Text passage:
======
7. Crimen Sollicitationis remained in effect until 2001 when the Vatican published a new set of procedures for investigating and prosecuting especially grave canonical crimes, including certain sexual crimes committed by the clergy. Two official documents were issued. The first was an apostolic letter of Pope John Paul II, known by its Latin title Sacramentorum sanctitatis tutela, by which the actual norms were promulgated. This letter, dated April 30, 2001, was followed on May 18, 2001 by an official document that contained the actual norms. This latter document was signed by Cardinal Josef Ratzinger, Prefect of the Congregation for the Doctrine of the Faith. Both documents refer to certain serious canonical crimes and among those is sexual abuse by clerics. These documents represent revised procedures to be used by Bishops and major religious superiors in response to allegations of clergy sexual abuse. Although Cardinal Ratzinger signed the document containing the norms, the source of the authority by which they became Church law was Pope John Paul II.
8. Clergy sexual abuse issues have been handled by the Congregation for the Doctrine of the Faith and its predecessors since the 18th century. This congregation was first known as the Supreme Sacred Congregation of the Roman and Universal Inquisition (1542-1908). At the beginning of the 20th century Pope Pius X changed the name to the Supreme Sacred Congregation of the Holy Office. After Vatican Council II, the name was again changed to the Sacred Congregation for the Doctrine of the Faith (1965) and with the promulgation of the revised Code of Canon Law in 1983, the word “Sacred” was dropped. Cardinal Ratzinger, presently Pope Benedict XVI, had been the prefect, or head, since 1981. Although he signed the letter containing the revised norms and quite possibly had a direct role in drafting it, the procedures themselves had to be approved or promulgated by the Pope for validity and effect. Cardinal Ratzinger became Pope Benedict XVI in 2005 and appointed William Cardinal Levada to succeed him as Prefect of the Congregation for the Doctrine of the Faith.
======
Material shown:
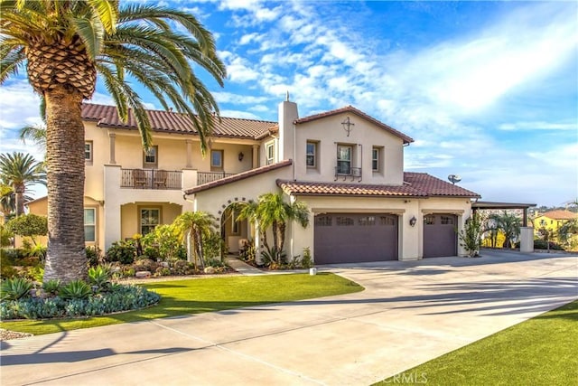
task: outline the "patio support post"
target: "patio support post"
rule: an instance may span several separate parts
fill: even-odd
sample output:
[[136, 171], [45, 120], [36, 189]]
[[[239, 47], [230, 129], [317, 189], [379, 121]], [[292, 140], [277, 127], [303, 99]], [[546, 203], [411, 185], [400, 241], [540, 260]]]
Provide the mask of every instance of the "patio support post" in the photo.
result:
[[185, 143], [187, 144], [187, 165], [185, 167], [191, 168], [192, 167], [192, 141], [186, 139]]
[[117, 160], [115, 159], [115, 140], [117, 139], [117, 135], [115, 133], [108, 133], [108, 146], [110, 148], [110, 159], [108, 160], [108, 164], [115, 165], [117, 164]]
[[259, 167], [259, 146], [253, 145], [253, 169]]

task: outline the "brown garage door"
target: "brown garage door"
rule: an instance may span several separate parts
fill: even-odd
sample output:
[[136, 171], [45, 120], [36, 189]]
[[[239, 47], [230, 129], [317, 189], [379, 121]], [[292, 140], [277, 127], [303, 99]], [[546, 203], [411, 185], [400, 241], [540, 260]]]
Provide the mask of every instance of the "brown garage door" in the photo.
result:
[[457, 216], [454, 214], [424, 216], [424, 257], [456, 256], [458, 254], [456, 227]]
[[397, 216], [319, 214], [314, 231], [315, 264], [397, 259]]

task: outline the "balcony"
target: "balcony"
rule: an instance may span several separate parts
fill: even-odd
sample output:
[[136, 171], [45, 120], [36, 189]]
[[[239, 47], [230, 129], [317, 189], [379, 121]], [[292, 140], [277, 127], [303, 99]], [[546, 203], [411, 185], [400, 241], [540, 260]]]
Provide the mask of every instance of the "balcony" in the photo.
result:
[[199, 172], [197, 174], [197, 184], [202, 185], [203, 184], [212, 183], [213, 181], [220, 180], [231, 175], [235, 175], [235, 174], [225, 172]]
[[122, 169], [120, 187], [182, 190], [182, 172], [157, 169]]

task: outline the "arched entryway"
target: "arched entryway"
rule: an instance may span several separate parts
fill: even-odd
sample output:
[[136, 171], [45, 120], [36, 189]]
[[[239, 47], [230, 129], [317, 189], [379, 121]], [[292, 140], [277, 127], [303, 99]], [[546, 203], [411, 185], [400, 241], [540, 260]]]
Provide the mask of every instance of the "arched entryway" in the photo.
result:
[[232, 202], [220, 211], [220, 235], [227, 251], [237, 255], [244, 243], [254, 238], [254, 231], [247, 220], [238, 220], [238, 213], [247, 202]]

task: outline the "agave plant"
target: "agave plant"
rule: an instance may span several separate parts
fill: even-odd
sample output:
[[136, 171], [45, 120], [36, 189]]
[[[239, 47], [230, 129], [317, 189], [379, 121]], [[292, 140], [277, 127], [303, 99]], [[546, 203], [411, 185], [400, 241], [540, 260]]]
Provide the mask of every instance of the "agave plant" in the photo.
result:
[[87, 299], [92, 295], [92, 289], [83, 280], [72, 280], [61, 288], [59, 295], [63, 299]]
[[30, 294], [33, 283], [25, 278], [7, 278], [0, 286], [0, 298], [2, 300], [18, 300]]
[[97, 291], [107, 290], [110, 287], [112, 277], [110, 267], [98, 266], [89, 268], [89, 283], [97, 287]]

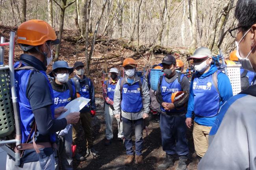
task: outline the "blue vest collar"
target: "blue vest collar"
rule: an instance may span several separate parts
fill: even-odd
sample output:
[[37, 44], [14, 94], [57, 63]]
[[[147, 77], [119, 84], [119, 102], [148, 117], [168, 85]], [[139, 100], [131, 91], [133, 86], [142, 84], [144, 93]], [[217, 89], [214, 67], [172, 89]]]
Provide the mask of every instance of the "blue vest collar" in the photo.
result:
[[38, 70], [45, 71], [47, 69], [44, 64], [33, 56], [27, 54], [22, 54], [20, 55], [20, 60], [30, 66], [34, 67]]

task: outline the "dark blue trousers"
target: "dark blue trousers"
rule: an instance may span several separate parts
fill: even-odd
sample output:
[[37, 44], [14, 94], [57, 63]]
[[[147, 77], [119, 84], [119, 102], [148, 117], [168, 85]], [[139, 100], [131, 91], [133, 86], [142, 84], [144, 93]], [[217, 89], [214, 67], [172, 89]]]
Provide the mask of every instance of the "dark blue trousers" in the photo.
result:
[[163, 150], [169, 155], [177, 154], [180, 156], [189, 153], [186, 139], [187, 127], [185, 115], [170, 116], [161, 114], [160, 128]]
[[134, 125], [135, 129], [135, 153], [137, 155], [141, 155], [143, 139], [142, 139], [142, 131], [143, 130], [143, 119], [131, 120], [124, 117], [122, 119], [122, 132], [124, 136], [124, 144], [126, 148], [126, 154], [127, 155], [133, 155], [132, 151], [132, 124]]

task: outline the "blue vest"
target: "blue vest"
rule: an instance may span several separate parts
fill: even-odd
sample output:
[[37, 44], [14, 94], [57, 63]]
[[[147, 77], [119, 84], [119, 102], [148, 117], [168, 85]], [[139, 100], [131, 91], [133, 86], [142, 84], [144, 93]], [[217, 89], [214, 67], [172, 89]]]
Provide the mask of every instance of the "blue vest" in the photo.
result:
[[[139, 78], [141, 79], [140, 78]], [[120, 84], [123, 78], [120, 79]], [[142, 79], [141, 84], [143, 83]], [[126, 112], [137, 113], [143, 108], [142, 94], [139, 82], [130, 86], [126, 83], [123, 85], [122, 90], [122, 110]]]
[[116, 84], [111, 84], [109, 83], [109, 80], [106, 80], [104, 82], [104, 84], [107, 86], [107, 83], [108, 83], [108, 89], [107, 89], [107, 95], [109, 98], [111, 100], [114, 100], [114, 94], [115, 94], [115, 89]]
[[[73, 90], [73, 91], [74, 91], [74, 90]], [[70, 91], [69, 89], [65, 91], [61, 92], [53, 90], [55, 108], [62, 106], [65, 107], [71, 101], [72, 96], [70, 96]]]
[[212, 75], [203, 79], [195, 78], [193, 81], [194, 112], [196, 115], [211, 117], [218, 113], [220, 97], [214, 86]]
[[[182, 78], [184, 77], [184, 74], [182, 74], [180, 76], [181, 80], [182, 80]], [[177, 78], [175, 80], [171, 83], [169, 83], [167, 82], [165, 79], [165, 76], [163, 77], [162, 82], [160, 85], [160, 88], [161, 90], [161, 94], [163, 97], [163, 100], [165, 102], [167, 103], [172, 103], [172, 100], [171, 97], [173, 93], [176, 91], [182, 91], [182, 89], [181, 85], [179, 82]], [[166, 110], [163, 108], [163, 106], [161, 106], [161, 109], [163, 112], [166, 113], [171, 113], [171, 112], [179, 112], [183, 111], [185, 109], [184, 108], [179, 110], [176, 109], [174, 109], [171, 110]]]
[[[19, 65], [19, 62], [16, 62], [14, 64], [14, 68], [17, 68]], [[22, 64], [22, 66], [26, 65]], [[16, 81], [16, 91], [18, 102], [19, 102], [20, 113], [20, 119], [21, 121], [21, 131], [22, 137], [21, 139], [21, 143], [24, 143], [26, 142], [28, 136], [31, 130], [30, 127], [31, 123], [34, 120], [34, 115], [32, 112], [31, 106], [28, 99], [27, 98], [26, 95], [28, 82], [29, 82], [29, 77], [31, 73], [33, 71], [36, 71], [34, 70], [21, 70], [15, 71], [15, 79]], [[48, 82], [46, 73], [43, 71], [40, 71], [40, 73], [43, 74], [45, 79], [47, 80], [48, 86], [51, 93], [51, 95], [52, 99], [52, 102], [54, 101], [54, 95], [52, 86]], [[52, 117], [54, 119], [54, 106], [52, 104], [50, 106], [51, 111], [52, 112]], [[31, 139], [33, 138], [34, 132], [32, 135]], [[54, 133], [50, 135], [50, 141], [54, 143], [56, 140], [56, 135]]]

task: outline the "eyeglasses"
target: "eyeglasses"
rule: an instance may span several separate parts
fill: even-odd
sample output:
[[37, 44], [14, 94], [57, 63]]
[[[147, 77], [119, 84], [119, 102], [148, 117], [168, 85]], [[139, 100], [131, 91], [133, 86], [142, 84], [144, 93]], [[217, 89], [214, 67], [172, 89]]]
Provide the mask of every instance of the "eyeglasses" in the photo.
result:
[[239, 26], [238, 27], [237, 27], [236, 28], [235, 28], [232, 29], [228, 31], [228, 32], [229, 32], [229, 33], [230, 33], [231, 36], [232, 37], [236, 38], [236, 35], [239, 32], [239, 31], [238, 29], [241, 27], [242, 27], [242, 26]]

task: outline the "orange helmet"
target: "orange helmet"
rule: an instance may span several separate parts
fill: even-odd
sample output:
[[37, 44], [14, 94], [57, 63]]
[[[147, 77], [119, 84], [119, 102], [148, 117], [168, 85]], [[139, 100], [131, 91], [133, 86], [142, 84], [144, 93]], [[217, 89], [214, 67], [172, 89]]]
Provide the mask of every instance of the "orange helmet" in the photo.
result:
[[122, 67], [124, 67], [126, 66], [129, 65], [132, 67], [135, 67], [136, 65], [136, 61], [131, 58], [128, 58], [124, 60], [122, 63]]
[[155, 67], [154, 68], [154, 69], [163, 69], [163, 68], [161, 67], [160, 66], [156, 66], [156, 67]]
[[236, 65], [236, 63], [232, 60], [225, 60], [225, 62], [228, 66]]
[[184, 66], [184, 63], [180, 60], [176, 60], [176, 66], [180, 67], [183, 67]]
[[238, 61], [238, 58], [236, 56], [236, 50], [234, 50], [230, 53], [229, 59], [232, 61]]
[[182, 99], [185, 96], [184, 91], [176, 91], [173, 94], [171, 97], [173, 103]]
[[59, 43], [54, 30], [46, 22], [39, 20], [31, 20], [21, 24], [17, 30], [17, 37], [18, 44], [30, 46], [42, 45], [49, 40], [56, 44]]

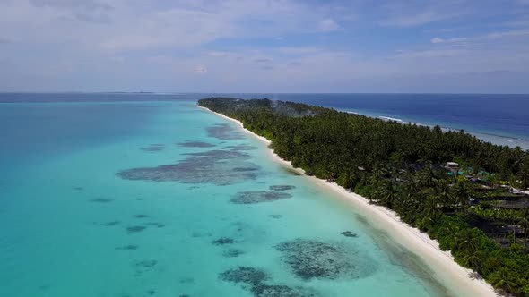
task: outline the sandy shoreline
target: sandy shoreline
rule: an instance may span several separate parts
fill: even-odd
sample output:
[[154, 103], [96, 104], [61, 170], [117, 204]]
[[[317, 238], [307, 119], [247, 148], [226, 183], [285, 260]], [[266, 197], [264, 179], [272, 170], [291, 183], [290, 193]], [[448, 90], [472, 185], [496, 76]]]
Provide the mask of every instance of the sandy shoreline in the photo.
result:
[[[215, 113], [205, 107], [198, 107], [238, 123], [246, 132], [257, 138], [266, 145], [271, 143], [264, 137], [245, 129], [242, 123], [238, 120]], [[369, 204], [366, 198], [351, 192], [335, 182], [331, 183], [314, 176], [306, 175], [302, 169], [294, 168], [291, 162], [282, 159], [272, 149], [269, 149], [269, 157], [273, 161], [303, 174], [305, 178], [314, 182], [314, 184], [337, 194], [337, 197], [345, 199], [352, 208], [361, 210], [370, 220], [384, 226], [384, 229], [397, 243], [404, 246], [422, 259], [429, 268], [435, 271], [436, 278], [441, 280], [443, 284], [449, 284], [452, 290], [457, 288], [458, 296], [498, 296], [490, 284], [484, 280], [470, 277], [472, 270], [462, 267], [455, 263], [449, 251], [443, 251], [439, 249], [437, 241], [431, 240], [428, 234], [402, 222], [394, 211], [381, 206]]]

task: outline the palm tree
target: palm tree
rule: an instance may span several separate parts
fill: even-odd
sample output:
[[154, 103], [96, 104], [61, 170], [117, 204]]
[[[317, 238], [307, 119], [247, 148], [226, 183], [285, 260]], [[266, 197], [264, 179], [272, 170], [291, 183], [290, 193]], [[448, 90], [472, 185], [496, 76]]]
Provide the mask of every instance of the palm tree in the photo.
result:
[[461, 209], [464, 211], [469, 204], [470, 190], [465, 181], [457, 180], [454, 187], [455, 202], [459, 203]]
[[389, 208], [393, 208], [394, 203], [397, 199], [397, 193], [393, 185], [393, 182], [386, 182], [386, 184], [382, 188], [380, 194], [380, 199], [382, 204], [386, 205]]
[[522, 214], [522, 218], [518, 221], [518, 225], [524, 229], [525, 235], [527, 235], [527, 230], [529, 230], [529, 208], [524, 208], [524, 213]]
[[446, 206], [452, 200], [452, 188], [447, 180], [439, 180], [436, 186], [436, 196], [441, 206]]
[[493, 272], [489, 278], [495, 288], [508, 289], [510, 291], [516, 284], [511, 281], [509, 276], [507, 269], [501, 267]]
[[437, 220], [443, 214], [443, 211], [438, 205], [435, 195], [432, 195], [426, 199], [426, 203], [423, 204], [423, 208], [426, 217], [429, 218], [430, 221]]
[[463, 256], [463, 265], [473, 270], [480, 268], [482, 263], [481, 251], [475, 250]]

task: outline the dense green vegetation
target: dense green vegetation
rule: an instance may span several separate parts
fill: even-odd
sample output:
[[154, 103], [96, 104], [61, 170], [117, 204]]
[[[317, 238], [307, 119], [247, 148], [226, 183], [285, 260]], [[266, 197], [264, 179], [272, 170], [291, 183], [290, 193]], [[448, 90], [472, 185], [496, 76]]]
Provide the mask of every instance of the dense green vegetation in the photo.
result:
[[[502, 228], [515, 224], [523, 230], [517, 236], [526, 238], [526, 208], [497, 209], [487, 203], [507, 195], [496, 186], [500, 182], [529, 186], [528, 151], [486, 143], [463, 131], [443, 132], [291, 102], [216, 98], [199, 105], [271, 140], [281, 157], [308, 174], [335, 181], [395, 210], [494, 287], [529, 296], [526, 247], [516, 238], [501, 246], [474, 225], [476, 217]], [[494, 191], [480, 191], [485, 187], [469, 176], [449, 174], [443, 167], [447, 161], [460, 163], [467, 174], [483, 177], [480, 181]]]

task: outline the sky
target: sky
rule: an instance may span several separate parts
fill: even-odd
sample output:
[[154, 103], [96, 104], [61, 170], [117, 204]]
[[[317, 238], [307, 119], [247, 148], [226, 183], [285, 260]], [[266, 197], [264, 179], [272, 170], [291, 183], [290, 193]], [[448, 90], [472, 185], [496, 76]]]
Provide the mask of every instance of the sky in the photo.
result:
[[0, 91], [529, 93], [529, 0], [0, 0]]

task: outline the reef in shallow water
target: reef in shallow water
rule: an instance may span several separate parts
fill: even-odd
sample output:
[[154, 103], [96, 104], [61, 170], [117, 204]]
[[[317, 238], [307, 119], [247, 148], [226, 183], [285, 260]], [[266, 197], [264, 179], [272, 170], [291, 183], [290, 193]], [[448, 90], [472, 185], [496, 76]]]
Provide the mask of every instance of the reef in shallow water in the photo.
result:
[[259, 165], [248, 162], [249, 155], [232, 150], [208, 150], [184, 154], [186, 159], [156, 167], [132, 168], [117, 176], [132, 181], [180, 182], [229, 185], [257, 177]]
[[281, 191], [246, 191], [238, 192], [230, 201], [234, 204], [255, 204], [272, 202], [291, 197], [292, 195]]
[[91, 199], [89, 201], [97, 202], [97, 203], [108, 203], [108, 202], [114, 201], [114, 199], [108, 199], [108, 198], [94, 198], [94, 199]]
[[148, 146], [147, 148], [142, 148], [140, 149], [143, 150], [143, 151], [154, 152], [154, 151], [162, 151], [164, 147], [165, 147], [165, 145], [163, 145], [163, 144], [155, 143], [155, 144], [152, 144], [152, 145]]
[[292, 273], [303, 280], [351, 279], [373, 274], [376, 267], [367, 255], [340, 242], [297, 239], [274, 248]]
[[222, 257], [226, 258], [237, 258], [240, 255], [244, 255], [245, 251], [238, 249], [230, 249], [222, 252]]
[[226, 270], [219, 276], [225, 282], [257, 284], [269, 277], [264, 271], [247, 266], [241, 266], [235, 269]]
[[231, 244], [234, 243], [235, 241], [230, 237], [221, 237], [212, 242], [214, 245], [223, 245], [223, 244]]
[[204, 141], [186, 141], [178, 143], [177, 145], [184, 148], [212, 148], [215, 146], [214, 144]]
[[296, 186], [289, 185], [289, 184], [278, 184], [278, 185], [271, 185], [270, 190], [273, 191], [288, 191], [296, 189]]
[[254, 149], [257, 149], [257, 147], [254, 147], [254, 146], [250, 146], [250, 145], [247, 145], [247, 144], [241, 144], [241, 145], [238, 145], [238, 146], [229, 146], [228, 148], [231, 148], [232, 150], [254, 150]]
[[285, 284], [267, 284], [271, 277], [262, 269], [239, 266], [219, 274], [224, 282], [235, 283], [248, 289], [256, 297], [317, 297], [320, 294], [313, 289]]

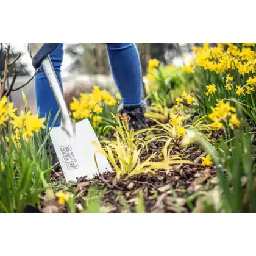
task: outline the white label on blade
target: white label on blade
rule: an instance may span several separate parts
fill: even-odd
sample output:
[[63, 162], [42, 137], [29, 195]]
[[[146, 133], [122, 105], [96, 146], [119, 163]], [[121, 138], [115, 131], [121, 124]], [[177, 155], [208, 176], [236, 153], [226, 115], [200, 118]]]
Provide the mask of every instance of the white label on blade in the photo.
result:
[[77, 169], [77, 162], [72, 148], [70, 146], [65, 146], [60, 147], [59, 149], [68, 169]]

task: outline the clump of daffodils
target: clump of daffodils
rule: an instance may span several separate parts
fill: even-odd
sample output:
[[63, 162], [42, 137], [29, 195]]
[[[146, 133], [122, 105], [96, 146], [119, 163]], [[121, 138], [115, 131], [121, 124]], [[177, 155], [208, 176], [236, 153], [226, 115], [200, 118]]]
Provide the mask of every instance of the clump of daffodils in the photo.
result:
[[[13, 126], [10, 138], [14, 143], [18, 145], [20, 134], [24, 140], [27, 141], [33, 136], [33, 133], [38, 132], [41, 129], [45, 128], [45, 118], [38, 118], [37, 115], [32, 115], [29, 111], [26, 113], [21, 112], [20, 115], [16, 115], [16, 109], [13, 103], [9, 103], [7, 98], [3, 97], [0, 100], [0, 128], [6, 127], [7, 122]], [[9, 142], [10, 136], [5, 136], [5, 140]]]
[[6, 122], [15, 116], [16, 110], [13, 108], [13, 103], [8, 102], [7, 97], [3, 97], [0, 100], [0, 126], [5, 126]]
[[194, 47], [194, 62], [196, 66], [217, 74], [235, 69], [242, 75], [253, 73], [256, 58], [251, 47], [254, 45], [254, 43], [244, 43], [240, 49], [230, 43], [218, 43], [216, 47], [209, 47], [209, 43], [205, 43], [203, 47]]
[[94, 86], [91, 93], [80, 93], [79, 99], [74, 98], [69, 108], [74, 121], [89, 118], [96, 127], [102, 121], [101, 114], [104, 107], [115, 106], [120, 99], [119, 93], [114, 98], [107, 90], [101, 90], [98, 86]]
[[229, 102], [218, 101], [212, 113], [208, 115], [209, 118], [213, 121], [211, 126], [216, 130], [223, 129], [223, 123], [227, 122], [229, 127], [233, 129], [235, 127], [240, 126], [240, 121], [237, 118], [236, 110], [231, 106]]

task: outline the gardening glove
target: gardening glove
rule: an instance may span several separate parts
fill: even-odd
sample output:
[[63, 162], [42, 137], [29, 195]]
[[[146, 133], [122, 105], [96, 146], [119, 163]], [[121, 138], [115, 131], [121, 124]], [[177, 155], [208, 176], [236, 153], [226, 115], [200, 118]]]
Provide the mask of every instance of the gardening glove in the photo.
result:
[[37, 69], [43, 59], [53, 52], [59, 45], [59, 43], [29, 43], [27, 50], [32, 58], [32, 65]]

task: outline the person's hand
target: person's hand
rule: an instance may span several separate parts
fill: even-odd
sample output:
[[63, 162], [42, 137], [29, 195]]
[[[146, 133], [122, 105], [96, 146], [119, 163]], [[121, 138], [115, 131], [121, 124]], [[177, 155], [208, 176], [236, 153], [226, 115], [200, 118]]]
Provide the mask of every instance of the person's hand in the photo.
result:
[[39, 68], [43, 59], [53, 52], [58, 45], [59, 43], [29, 43], [27, 50], [32, 58], [34, 68]]

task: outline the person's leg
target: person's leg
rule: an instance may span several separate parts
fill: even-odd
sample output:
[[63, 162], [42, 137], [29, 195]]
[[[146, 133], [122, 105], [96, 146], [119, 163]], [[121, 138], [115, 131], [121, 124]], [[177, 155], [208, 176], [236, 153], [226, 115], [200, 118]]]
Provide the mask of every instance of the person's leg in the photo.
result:
[[146, 126], [142, 101], [142, 77], [140, 56], [134, 43], [106, 43], [109, 63], [115, 82], [119, 90], [122, 105], [121, 113], [131, 118], [135, 130]]
[[111, 71], [124, 105], [141, 104], [142, 80], [139, 54], [133, 43], [107, 43]]
[[[62, 88], [60, 69], [63, 56], [63, 43], [60, 43], [59, 46], [49, 55], [49, 56], [58, 77], [59, 82]], [[39, 68], [39, 72], [35, 77], [35, 100], [37, 110], [38, 111], [39, 108], [39, 114], [41, 118], [46, 117], [47, 119], [48, 118], [49, 113], [51, 111], [49, 124], [49, 127], [51, 127], [57, 112], [59, 110], [59, 106], [41, 65]], [[60, 114], [54, 124], [54, 126], [59, 126], [60, 125], [60, 122], [61, 116]]]

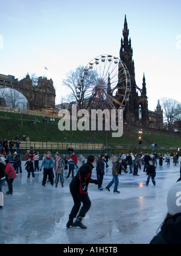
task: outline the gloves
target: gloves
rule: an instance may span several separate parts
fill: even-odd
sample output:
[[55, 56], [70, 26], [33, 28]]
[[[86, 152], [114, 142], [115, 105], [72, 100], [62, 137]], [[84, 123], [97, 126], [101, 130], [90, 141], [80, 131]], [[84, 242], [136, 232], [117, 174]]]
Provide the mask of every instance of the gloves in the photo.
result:
[[87, 187], [86, 186], [86, 184], [85, 183], [81, 183], [81, 187], [82, 187], [82, 191], [87, 192]]

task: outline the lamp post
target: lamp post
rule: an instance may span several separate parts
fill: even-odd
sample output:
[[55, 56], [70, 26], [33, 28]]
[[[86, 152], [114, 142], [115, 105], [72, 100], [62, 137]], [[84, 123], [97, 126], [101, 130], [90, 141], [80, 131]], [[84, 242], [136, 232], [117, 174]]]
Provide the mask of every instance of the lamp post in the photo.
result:
[[142, 129], [141, 129], [139, 132], [139, 136], [138, 136], [138, 139], [139, 139], [139, 145], [141, 145], [142, 144]]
======
Given exercise 1:
Answer from the passage on Vatican procedures:
(a) What date does the apostolic letter Sacramentorum sanctitatis tutela carry?
(b) What name did Pope Pius X give the congregation at the beginning of the 20th century?
(c) Whom did Pope Benedict XVI appoint to succeed him as Prefect of the Congregation for the Doctrine of the Faith?
Given exercise 2: Write the next part of the passage on Vatican procedures, picking up after its final sentence.
The records are material apart from the passage on Vatican procedures.

Task result 1:
(a) April 30, 2001
(b) The Supreme Sacred Congregation of the Holy Office
(c) William Cardinal Levada

Task result 2:
9. Under ordinary circumstances Crimen Sollicitationis would have ceased to have legal force with the promulgation of the 1983 Code of Canon Law. This was not the case however, and the words of the subsequent document, commonly known as De delictis gravioribus, signed by Cardinal Ratzinger, clarify this issue:
At approximately the same time the Congregation for the Faith, through an ad hoc Commission it had established, devoted itself to a diligent study of the canons on delicts, both of the Code of Canon Law and the Code of Canons of the Eastern Churches, in order to determine "more grave delicts both against morals and in the celebration of the sacraments" and in order to make special procedural norms "to declare or impose canonical sanctions, "because the Instruction Crimen Sollicitationis, issued by the Supreme Sacred Congregation of the Holy Office on March 16, 1962,(3) in force until now, was to be reviewed when the new canonical Codes were promulgated.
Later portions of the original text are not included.